** Opening GIVEN RECORDS block **
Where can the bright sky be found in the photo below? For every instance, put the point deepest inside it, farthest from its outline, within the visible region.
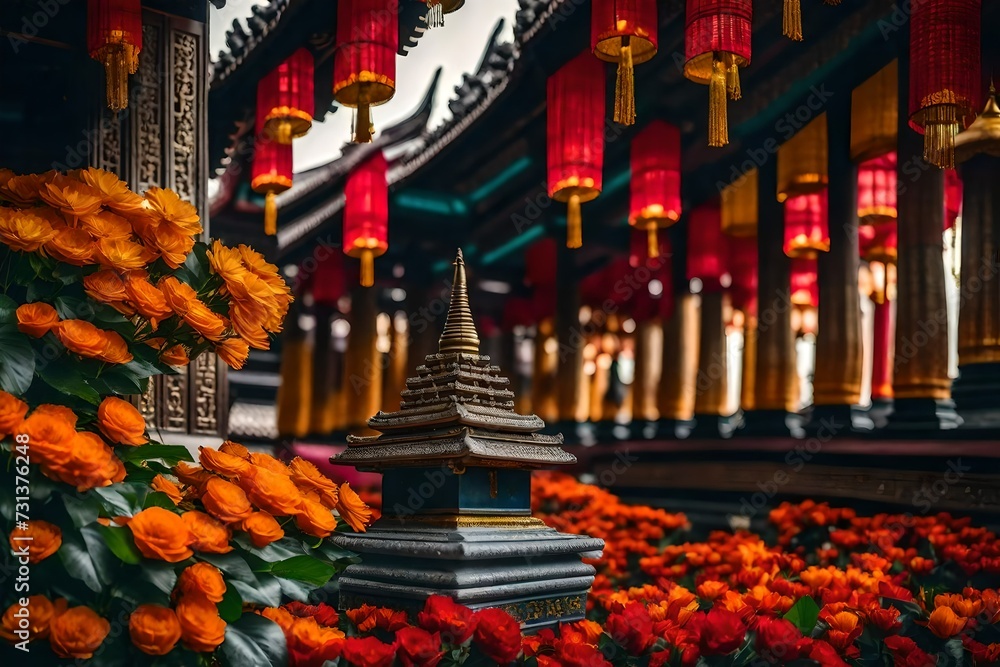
(456, 47)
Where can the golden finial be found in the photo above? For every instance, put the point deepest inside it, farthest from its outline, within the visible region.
(459, 333)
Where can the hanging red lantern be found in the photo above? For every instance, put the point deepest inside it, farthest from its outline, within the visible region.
(716, 45)
(366, 214)
(806, 225)
(944, 73)
(575, 130)
(364, 65)
(285, 100)
(707, 247)
(656, 180)
(114, 38)
(272, 175)
(624, 32)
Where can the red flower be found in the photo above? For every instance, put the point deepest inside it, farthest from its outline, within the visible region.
(441, 614)
(368, 652)
(498, 635)
(416, 647)
(632, 628)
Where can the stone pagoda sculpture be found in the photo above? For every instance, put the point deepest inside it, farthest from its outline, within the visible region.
(456, 494)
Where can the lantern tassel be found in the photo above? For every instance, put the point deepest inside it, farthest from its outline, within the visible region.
(574, 223)
(718, 130)
(271, 214)
(791, 20)
(625, 86)
(367, 268)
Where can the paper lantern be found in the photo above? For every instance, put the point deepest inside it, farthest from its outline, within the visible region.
(366, 214)
(114, 38)
(285, 100)
(716, 45)
(271, 175)
(656, 180)
(944, 73)
(575, 132)
(806, 225)
(802, 161)
(877, 190)
(875, 114)
(739, 206)
(624, 32)
(364, 65)
(706, 246)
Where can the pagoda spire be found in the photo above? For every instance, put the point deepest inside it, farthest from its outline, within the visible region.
(459, 335)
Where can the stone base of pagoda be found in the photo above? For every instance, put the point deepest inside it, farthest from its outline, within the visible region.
(533, 572)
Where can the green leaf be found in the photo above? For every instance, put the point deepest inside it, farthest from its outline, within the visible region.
(254, 640)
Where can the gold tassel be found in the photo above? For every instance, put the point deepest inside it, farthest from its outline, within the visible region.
(574, 223)
(791, 20)
(271, 214)
(367, 268)
(718, 130)
(625, 86)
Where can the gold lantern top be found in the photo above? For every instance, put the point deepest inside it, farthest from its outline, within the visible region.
(802, 161)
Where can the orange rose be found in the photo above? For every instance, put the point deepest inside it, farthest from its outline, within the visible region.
(202, 580)
(352, 509)
(40, 537)
(12, 411)
(39, 615)
(263, 529)
(161, 534)
(210, 535)
(35, 319)
(154, 629)
(77, 633)
(315, 519)
(226, 501)
(201, 628)
(121, 422)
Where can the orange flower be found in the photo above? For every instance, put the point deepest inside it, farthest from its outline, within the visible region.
(262, 529)
(210, 535)
(41, 538)
(164, 485)
(161, 534)
(23, 230)
(121, 422)
(308, 478)
(202, 580)
(154, 629)
(233, 351)
(201, 628)
(77, 633)
(225, 500)
(352, 509)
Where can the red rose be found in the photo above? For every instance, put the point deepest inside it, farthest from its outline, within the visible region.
(498, 635)
(442, 614)
(368, 652)
(632, 628)
(416, 647)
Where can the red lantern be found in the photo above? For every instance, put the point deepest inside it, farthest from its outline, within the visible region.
(716, 45)
(877, 190)
(806, 225)
(366, 214)
(364, 65)
(285, 100)
(944, 73)
(706, 246)
(114, 37)
(656, 180)
(272, 175)
(624, 32)
(576, 138)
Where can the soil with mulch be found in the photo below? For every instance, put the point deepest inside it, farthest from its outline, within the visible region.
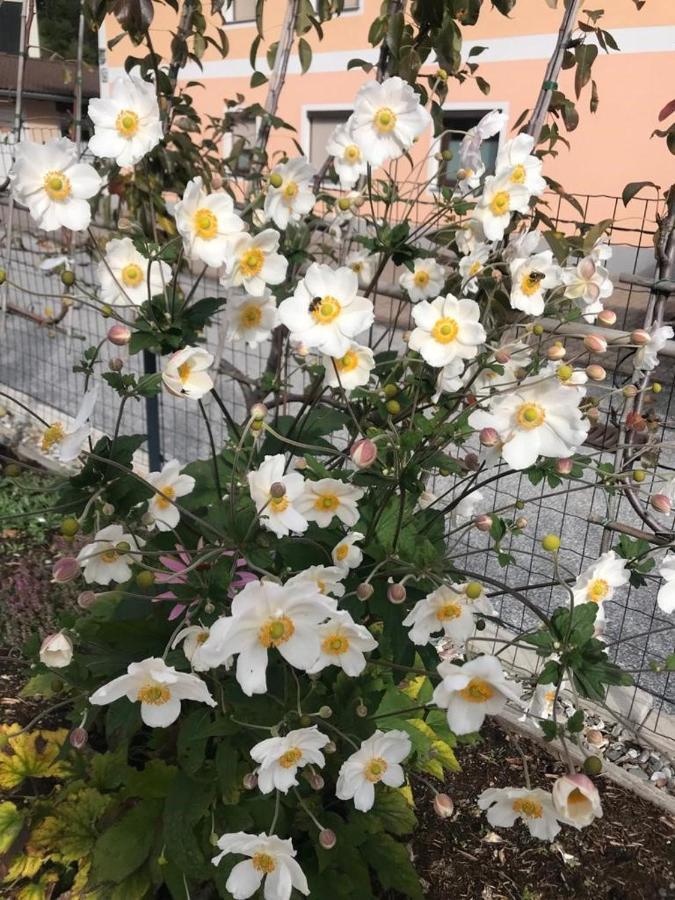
(629, 854)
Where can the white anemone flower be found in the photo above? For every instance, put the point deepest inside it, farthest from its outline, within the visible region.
(470, 692)
(442, 610)
(207, 223)
(126, 122)
(123, 275)
(250, 319)
(666, 595)
(293, 198)
(184, 373)
(599, 581)
(326, 312)
(343, 643)
(158, 688)
(279, 758)
(387, 119)
(270, 859)
(346, 555)
(447, 329)
(348, 159)
(170, 484)
(425, 281)
(328, 497)
(530, 279)
(69, 442)
(53, 184)
(378, 759)
(268, 616)
(516, 162)
(499, 200)
(109, 556)
(540, 418)
(278, 513)
(533, 807)
(351, 370)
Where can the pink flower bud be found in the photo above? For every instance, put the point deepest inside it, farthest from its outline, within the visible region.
(363, 453)
(119, 335)
(65, 569)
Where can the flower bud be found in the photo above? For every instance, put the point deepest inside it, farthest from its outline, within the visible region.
(443, 806)
(65, 569)
(119, 335)
(363, 453)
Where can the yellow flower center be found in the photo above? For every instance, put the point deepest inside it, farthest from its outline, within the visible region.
(375, 769)
(290, 758)
(528, 808)
(335, 644)
(326, 310)
(597, 590)
(57, 186)
(154, 694)
(276, 631)
(52, 435)
(206, 224)
(251, 262)
(445, 330)
(530, 415)
(477, 691)
(500, 203)
(250, 315)
(263, 862)
(126, 123)
(132, 275)
(384, 120)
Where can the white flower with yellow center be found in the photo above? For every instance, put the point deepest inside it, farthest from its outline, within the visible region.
(250, 319)
(346, 555)
(443, 610)
(110, 556)
(267, 616)
(278, 510)
(540, 418)
(425, 281)
(351, 370)
(53, 184)
(123, 275)
(447, 329)
(185, 373)
(499, 200)
(533, 807)
(126, 122)
(158, 688)
(377, 760)
(387, 119)
(530, 279)
(279, 758)
(470, 692)
(289, 194)
(169, 485)
(348, 159)
(328, 497)
(325, 313)
(253, 262)
(207, 223)
(270, 859)
(343, 643)
(516, 162)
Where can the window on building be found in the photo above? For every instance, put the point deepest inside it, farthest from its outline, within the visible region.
(322, 123)
(455, 124)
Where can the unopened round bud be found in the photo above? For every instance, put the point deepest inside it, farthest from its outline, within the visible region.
(396, 593)
(443, 806)
(119, 335)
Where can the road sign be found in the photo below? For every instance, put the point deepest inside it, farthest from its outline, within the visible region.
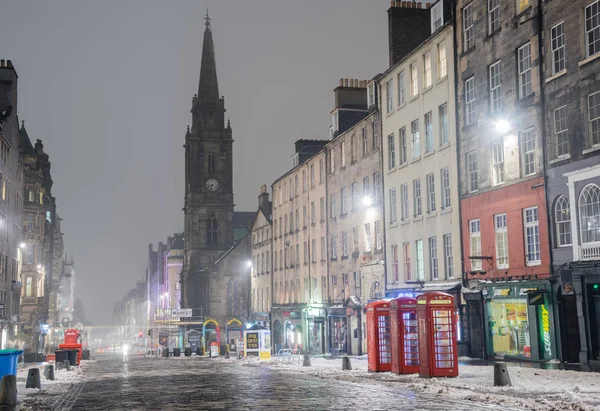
(182, 312)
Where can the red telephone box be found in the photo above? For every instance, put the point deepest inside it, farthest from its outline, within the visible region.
(379, 346)
(72, 343)
(405, 335)
(438, 354)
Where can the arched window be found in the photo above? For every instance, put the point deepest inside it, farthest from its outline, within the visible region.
(29, 287)
(211, 162)
(562, 218)
(589, 213)
(212, 230)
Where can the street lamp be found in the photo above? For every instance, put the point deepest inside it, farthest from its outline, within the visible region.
(502, 126)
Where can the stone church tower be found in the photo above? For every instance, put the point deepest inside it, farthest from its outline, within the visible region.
(208, 209)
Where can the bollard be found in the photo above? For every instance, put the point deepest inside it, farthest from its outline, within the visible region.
(49, 372)
(501, 377)
(8, 391)
(346, 363)
(33, 378)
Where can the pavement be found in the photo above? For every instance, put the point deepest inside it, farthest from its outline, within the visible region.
(113, 382)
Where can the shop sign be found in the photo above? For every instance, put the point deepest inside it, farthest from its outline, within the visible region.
(545, 327)
(567, 289)
(502, 292)
(525, 291)
(252, 340)
(535, 298)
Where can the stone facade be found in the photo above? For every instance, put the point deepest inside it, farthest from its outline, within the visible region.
(501, 163)
(572, 99)
(262, 248)
(354, 224)
(11, 205)
(299, 275)
(420, 169)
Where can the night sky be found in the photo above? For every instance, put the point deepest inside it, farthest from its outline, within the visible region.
(107, 85)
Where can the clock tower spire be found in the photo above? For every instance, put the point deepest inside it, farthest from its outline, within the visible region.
(209, 204)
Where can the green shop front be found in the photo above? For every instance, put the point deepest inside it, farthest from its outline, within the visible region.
(519, 320)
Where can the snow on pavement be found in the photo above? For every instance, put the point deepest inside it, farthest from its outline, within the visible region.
(532, 389)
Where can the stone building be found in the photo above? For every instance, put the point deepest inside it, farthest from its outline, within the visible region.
(420, 166)
(299, 275)
(11, 206)
(501, 161)
(355, 221)
(571, 79)
(215, 277)
(262, 248)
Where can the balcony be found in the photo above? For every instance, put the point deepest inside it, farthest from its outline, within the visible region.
** Closing GIVEN RECORDS block **
## TRY IT
In the entries, the line containing "Where can the stone building" and every line after it through the last are to be duplicated exactly, and no other line is to be included.

## RESPONSE TO THIS EXERCISE
Where can the stone building be found in the photo above? For every instance, put the point deepest inside it, farthest from its outline, within the visible region.
(420, 166)
(299, 275)
(11, 206)
(501, 161)
(355, 221)
(571, 79)
(215, 277)
(262, 248)
Where can the balcony be found in the photo above? For every instance, put the point deepest inside it, farthest from its outline, within the visible region.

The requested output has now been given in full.